§ **SELECTED TEXT**
((

Aloke, Chinyere, Ibiam, Udu Ama, Obasi, Nwogo Ajuka, Orji, Obasi Uche, Ezeani, Nkiru Nwamaka, Aja, Patrick Maduabuchi, Alum, Esther Ugo, Mordi, Joseph Chukwufumnanya
Journal of food biochemistry 2019 v.43 no.7 pp. e12912
Copaifera, alkaloids, animal models, anti-inflammatory activity, antioxidant activity, antioxidant enzymes, body weight, chicken meat, collagen, cytokines, ethanol, flavonoids, glutathione, hematologic tests, histopathology, indomethacin, lipid peroxidation, medicine, oxidative stress, phenols, rats, rheumatoid arthritis, terpenoids, weight gain
The antirheumatoid arthritis potential of ethanol and aqueous extracts of seed pod of Copaifera salikounda (SPCS) was evaluated using the chicken collagen/complete Freund's adjuvant‐induced arthritic rats model. Adjuvat‐induced rats were treated with varied doses of the extracts (400, 600, and 800 mg/kg body weight) and with reference drug, indomethacin for 21 days. Antiarthritic evaluation was done through measurement of body weight, paw size, inflammatory makers, hematological parameters, cytokines, antioxidant enzymes, reduced glutathione, lipid peroxidation as well as histopathological examinations. Treatment with the ethanol and aqueous extracts of SPCS markedly inhibited the paw size and caused weight gain. The extracts considerably modulated the hematological as well as the antioxidant parameters. Likewise, the extract restored the altered lipid peroxidation, pro‐inflammatory mediators, and inflammatory factors which further accentuate the implication in adjuvant‐induced arthritis. Thus, the ethanol and aqueous extracts of SPCS showed a significant antiarthritic activity that was statistically analogous to that of indomethacin. Practical applications Copaifera salikounda (Heckel) has been used in treatment of different ailments including rheumatoid arthritis in folklore medicine. This is the first reported proof of the antiarthritic potential of the seed pod. Oxidative stress has been implicated in rheumatoid arthritis. Ethanol extract of SPCS has been shown to be predominantly rich in phenols, terpenoids, alkaloids, and flavonoids which are natural antioxidant. The present study has demonstrated that ethanol and aqueous extracts of SPCS can exert antioxidative and antiinflammatory effects, thus strengthening its antiarthritic potentials.

))

§ **DATA SHOWN**
((

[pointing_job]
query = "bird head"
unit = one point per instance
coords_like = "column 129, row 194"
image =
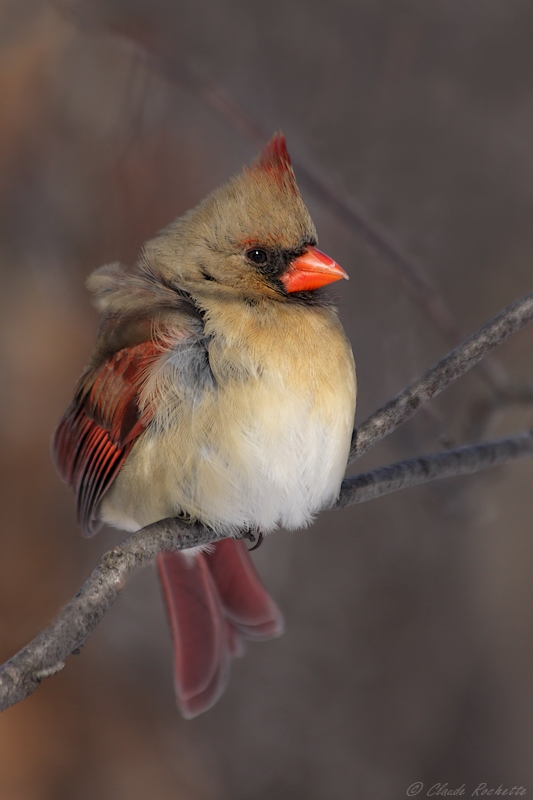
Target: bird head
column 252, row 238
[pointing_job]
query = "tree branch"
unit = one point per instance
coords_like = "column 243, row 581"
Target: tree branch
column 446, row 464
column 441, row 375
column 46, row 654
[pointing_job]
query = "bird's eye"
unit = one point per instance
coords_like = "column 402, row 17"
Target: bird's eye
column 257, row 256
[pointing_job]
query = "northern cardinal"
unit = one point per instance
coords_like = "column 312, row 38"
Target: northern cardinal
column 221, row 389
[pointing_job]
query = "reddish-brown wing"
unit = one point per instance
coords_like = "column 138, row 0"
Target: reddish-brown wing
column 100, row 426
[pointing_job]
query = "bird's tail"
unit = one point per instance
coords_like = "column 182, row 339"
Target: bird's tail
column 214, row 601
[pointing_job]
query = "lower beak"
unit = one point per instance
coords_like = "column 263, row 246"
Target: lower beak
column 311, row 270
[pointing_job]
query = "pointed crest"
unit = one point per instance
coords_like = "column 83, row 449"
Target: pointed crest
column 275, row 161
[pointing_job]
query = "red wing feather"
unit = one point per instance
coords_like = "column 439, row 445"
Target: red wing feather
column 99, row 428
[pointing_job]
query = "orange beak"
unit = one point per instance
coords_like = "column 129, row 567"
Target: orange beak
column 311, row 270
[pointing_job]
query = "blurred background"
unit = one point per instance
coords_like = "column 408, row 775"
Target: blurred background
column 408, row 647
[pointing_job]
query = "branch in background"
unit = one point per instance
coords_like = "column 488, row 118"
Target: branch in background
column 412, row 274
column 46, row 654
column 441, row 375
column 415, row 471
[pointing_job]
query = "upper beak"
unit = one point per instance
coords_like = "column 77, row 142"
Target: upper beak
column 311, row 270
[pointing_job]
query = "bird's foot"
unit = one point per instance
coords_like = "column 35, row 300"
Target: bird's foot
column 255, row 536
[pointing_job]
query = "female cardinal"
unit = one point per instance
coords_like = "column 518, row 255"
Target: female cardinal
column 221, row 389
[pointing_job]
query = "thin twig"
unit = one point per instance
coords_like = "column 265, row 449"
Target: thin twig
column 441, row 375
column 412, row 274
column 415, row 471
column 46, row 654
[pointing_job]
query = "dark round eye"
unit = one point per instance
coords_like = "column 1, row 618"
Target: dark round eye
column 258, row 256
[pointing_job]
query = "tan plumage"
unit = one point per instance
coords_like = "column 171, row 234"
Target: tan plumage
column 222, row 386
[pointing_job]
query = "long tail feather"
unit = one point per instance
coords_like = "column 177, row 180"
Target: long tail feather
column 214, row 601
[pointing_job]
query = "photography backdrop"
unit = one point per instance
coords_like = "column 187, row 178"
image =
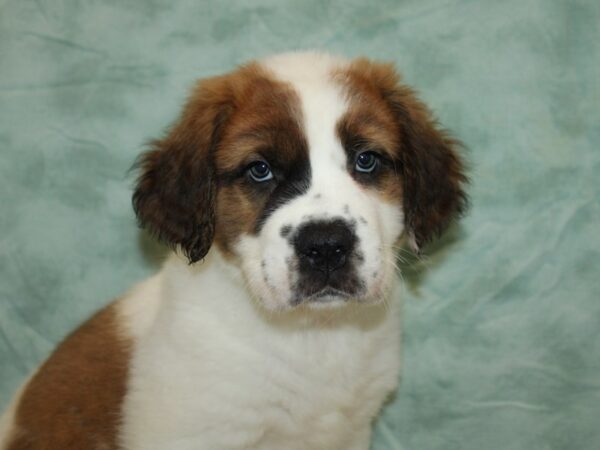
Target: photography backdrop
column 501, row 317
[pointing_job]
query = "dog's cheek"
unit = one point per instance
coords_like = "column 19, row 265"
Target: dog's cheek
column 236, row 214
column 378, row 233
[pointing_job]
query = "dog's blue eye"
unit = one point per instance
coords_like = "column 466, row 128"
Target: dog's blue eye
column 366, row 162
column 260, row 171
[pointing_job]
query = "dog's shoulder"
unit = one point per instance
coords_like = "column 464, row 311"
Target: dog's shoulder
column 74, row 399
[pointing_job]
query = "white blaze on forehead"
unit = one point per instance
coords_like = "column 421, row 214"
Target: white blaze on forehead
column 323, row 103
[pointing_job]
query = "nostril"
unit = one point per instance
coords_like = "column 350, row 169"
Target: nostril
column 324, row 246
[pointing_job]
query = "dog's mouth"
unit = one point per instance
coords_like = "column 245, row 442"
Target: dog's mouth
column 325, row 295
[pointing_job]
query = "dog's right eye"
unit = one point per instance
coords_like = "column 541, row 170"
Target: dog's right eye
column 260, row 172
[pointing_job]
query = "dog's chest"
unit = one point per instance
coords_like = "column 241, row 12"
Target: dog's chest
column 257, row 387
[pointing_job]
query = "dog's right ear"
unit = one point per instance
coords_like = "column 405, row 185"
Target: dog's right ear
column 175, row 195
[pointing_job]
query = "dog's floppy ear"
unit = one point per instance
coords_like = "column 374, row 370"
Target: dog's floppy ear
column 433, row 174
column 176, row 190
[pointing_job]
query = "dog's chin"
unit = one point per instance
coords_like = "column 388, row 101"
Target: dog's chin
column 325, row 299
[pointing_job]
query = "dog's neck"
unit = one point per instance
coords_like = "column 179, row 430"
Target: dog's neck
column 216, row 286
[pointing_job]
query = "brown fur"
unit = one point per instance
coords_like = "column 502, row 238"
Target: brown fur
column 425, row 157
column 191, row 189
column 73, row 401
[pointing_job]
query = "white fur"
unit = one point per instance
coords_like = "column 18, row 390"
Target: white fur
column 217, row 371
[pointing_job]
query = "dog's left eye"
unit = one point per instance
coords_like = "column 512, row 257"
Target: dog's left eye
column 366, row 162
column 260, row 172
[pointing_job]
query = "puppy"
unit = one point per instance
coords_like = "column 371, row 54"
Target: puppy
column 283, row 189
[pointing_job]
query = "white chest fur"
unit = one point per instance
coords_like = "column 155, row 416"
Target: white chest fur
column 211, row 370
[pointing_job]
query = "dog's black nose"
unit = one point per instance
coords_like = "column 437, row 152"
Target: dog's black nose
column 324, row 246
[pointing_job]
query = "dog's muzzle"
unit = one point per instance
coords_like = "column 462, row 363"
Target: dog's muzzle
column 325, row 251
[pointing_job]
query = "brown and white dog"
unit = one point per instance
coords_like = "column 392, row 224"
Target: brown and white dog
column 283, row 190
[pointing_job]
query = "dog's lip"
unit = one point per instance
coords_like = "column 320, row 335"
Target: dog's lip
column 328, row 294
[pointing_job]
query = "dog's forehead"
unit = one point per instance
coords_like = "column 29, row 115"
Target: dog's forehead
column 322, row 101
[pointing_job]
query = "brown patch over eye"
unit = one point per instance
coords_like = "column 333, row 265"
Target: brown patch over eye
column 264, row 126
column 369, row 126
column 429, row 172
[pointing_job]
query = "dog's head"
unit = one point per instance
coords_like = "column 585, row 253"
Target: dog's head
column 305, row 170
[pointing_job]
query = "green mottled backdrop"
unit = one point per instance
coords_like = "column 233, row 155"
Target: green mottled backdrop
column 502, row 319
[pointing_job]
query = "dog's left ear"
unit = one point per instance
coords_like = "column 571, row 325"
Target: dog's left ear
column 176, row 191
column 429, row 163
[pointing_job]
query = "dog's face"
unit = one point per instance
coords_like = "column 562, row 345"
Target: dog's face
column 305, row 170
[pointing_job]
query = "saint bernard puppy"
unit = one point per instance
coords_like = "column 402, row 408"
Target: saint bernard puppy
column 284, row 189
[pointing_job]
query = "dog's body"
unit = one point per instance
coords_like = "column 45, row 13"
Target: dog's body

))

§ **REQUIRED WORK**
In the Copaifera abstract, what doses of the extracts were given to the adjuvant-induced rats? These lines come from a different source than the Copaifera abstract.

§ **RESPONSE**
400, 600, and 800 mg/kg body weight.